--- START Listed records ---

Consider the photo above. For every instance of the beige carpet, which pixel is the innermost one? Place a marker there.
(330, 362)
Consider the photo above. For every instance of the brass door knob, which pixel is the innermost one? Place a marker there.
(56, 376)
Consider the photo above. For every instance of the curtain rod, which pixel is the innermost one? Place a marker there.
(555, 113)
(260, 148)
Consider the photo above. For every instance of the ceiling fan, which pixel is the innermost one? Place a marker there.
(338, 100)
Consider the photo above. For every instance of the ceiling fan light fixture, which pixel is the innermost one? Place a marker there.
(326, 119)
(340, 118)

--- END Listed records ---

• Exercise task:
Reproduce all of the data above line for line, changing nothing.

• Correct response:
Consider the photo above. For every instance of the beige carpet, which pixel is the innermost one? Place a marker there.
(330, 362)
Consider the photo above. For every instance of the brass door knob, which pixel is the innermost one? Place a marker there.
(56, 376)
Consider the photo above. For every instance of the curtain rod, which pixel is the innermost one? Place a marker there.
(555, 113)
(260, 148)
Consider the photo above. For every instance of the ceiling fan, which pixel is the innermost one? Place a marker there.
(338, 100)
Consider the photo above. For every instance of the ceiling fan light fixture, which pixel is the innermost one? Place a marker there.
(326, 119)
(340, 118)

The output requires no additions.